- [Instructions for the task]: Convert the records below into a JSON list of strings, one string per line, with blank lines omitted.

>> START Provided information

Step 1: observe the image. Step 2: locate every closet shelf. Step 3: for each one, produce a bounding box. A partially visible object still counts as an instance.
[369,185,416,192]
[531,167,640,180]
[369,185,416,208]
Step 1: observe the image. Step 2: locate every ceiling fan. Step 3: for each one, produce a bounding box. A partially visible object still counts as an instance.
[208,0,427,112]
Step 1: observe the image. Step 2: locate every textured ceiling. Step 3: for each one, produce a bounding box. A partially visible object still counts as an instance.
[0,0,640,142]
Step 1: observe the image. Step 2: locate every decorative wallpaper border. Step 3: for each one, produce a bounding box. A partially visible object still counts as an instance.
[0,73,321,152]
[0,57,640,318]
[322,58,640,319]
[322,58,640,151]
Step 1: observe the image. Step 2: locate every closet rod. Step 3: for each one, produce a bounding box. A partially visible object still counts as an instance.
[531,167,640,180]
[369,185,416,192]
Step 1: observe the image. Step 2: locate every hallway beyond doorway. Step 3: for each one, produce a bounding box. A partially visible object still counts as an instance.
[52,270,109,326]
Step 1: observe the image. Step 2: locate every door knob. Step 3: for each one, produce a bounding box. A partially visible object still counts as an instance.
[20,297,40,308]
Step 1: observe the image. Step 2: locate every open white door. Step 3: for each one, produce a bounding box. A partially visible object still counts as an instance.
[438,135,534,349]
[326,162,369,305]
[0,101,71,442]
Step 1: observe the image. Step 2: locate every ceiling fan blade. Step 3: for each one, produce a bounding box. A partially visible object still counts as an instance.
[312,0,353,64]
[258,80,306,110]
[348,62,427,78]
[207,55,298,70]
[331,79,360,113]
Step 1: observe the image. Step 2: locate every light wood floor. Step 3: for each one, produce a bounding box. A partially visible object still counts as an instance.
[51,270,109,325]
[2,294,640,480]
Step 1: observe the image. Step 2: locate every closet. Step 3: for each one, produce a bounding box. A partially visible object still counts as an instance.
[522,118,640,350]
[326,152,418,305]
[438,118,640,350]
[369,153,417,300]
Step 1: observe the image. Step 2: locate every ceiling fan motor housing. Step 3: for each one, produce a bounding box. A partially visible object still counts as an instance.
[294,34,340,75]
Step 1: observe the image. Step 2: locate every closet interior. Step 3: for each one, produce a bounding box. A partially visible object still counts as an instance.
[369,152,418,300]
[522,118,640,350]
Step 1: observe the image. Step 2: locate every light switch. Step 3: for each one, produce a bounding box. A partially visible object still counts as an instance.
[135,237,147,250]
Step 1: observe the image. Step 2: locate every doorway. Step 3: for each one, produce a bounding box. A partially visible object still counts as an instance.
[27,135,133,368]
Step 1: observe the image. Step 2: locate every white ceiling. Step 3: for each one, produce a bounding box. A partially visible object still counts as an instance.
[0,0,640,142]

>> END Provided information

- [Result of the exercise]:
[
  "Step 1: observe the image. Step 2: locate every closet shelf. Step 3: for each one, produce a bounding box. A partially visible object still counts as an instance.",
  "[369,185,416,192]",
  "[531,167,640,180]",
  "[369,185,416,208]",
  "Step 1: observe the image. Step 2: locate every ceiling fan. Step 3: for each one, produce a bounding box. A partially visible object still counts as an instance.",
  "[208,0,427,112]",
  "Step 1: observe the image. Step 2: locate every textured ceiling. Step 3: for each one, produce a bounding box. A partially visible object still counts as an instance.",
  "[0,0,640,142]",
  "Step 1: observe the image. Step 2: locate every decorative wallpaper border. Step 3: for each one, produce a bounding box. A partially visible object still counts as an instance.",
  "[0,73,321,152]",
  "[0,57,640,318]",
  "[322,58,640,319]",
  "[322,58,640,151]",
  "Step 1: observe the image. Step 2: locate every closet rod. Step 3: for each one, produce a bounding box. A partially visible object still counts as an instance.",
  "[531,167,640,180]",
  "[369,185,416,192]",
  "Step 1: observe the image. Step 2: locate every hallway beyond doorway. Step 3: for each one, produce a bounding box. A partially visible object still counts as an instance.",
  "[52,270,109,326]",
  "Step 1: observe the image. Step 2: locate every door knob. Step 3: for each one, produce a bounding box. A partially visible object still counts as an instance.",
  "[20,297,40,308]",
  "Step 1: observe the image. Step 2: locate every open white door. Step 3: for each one, produce a bounding box. A partially visible object still counts as an instance.",
  "[438,135,534,349]",
  "[326,162,369,305]",
  "[0,101,71,442]",
  "Step 1: observe the image. Step 2: locate every ceiling fan blade. Step 3: for each one, produce a bounding box. A partially visible object still counts as an instance.",
  "[312,0,353,64]",
  "[258,80,306,110]",
  "[348,62,427,78]",
  "[207,55,298,70]",
  "[331,79,360,113]",
  "Step 1: observe the image. Step 2: locate every light wood floor. Step 3: for each one, produce a bounding box. A partially visible object still counts as an instance.",
  "[51,270,109,325]",
  "[2,294,640,480]",
  "Step 1: observe the image. Step 2: locate every closet. Step 3: for each one, produce a bounding box. A partially visible object still counts as an instance.",
  "[522,118,640,350]",
  "[326,152,418,305]",
  "[438,118,640,350]",
  "[369,153,417,300]",
  "Step 1: observe the image. Step 2: locate every ceiling fan motor housing. Step 3: for each one, produce a bounding box. A partially visible object still counts as an instance.",
  "[294,34,340,75]",
  "Step 1: observe the image. Step 2: locate every closet interior. Step 3: for each one, produce a bounding box. A partially visible object still counts as an instance.",
  "[369,152,418,300]",
  "[522,118,640,350]",
  "Step 1: observe the image. Step 2: locate every light switch. Step 3: for each one, produce a bounding box. A partially visible object still counts as an instance.",
  "[135,237,147,250]",
  "Step 1: observe the image. Step 2: locate every doorway. Step 3: for each one, produce a bounding box. A partially visible object still counts as an instance.",
  "[27,135,133,368]",
  "Step 1: observe the image. Step 2: locate every white ceiling. Step 3: for each one, produce a bounding box. A partially visible object still counts as an instance.",
  "[0,0,640,142]"
]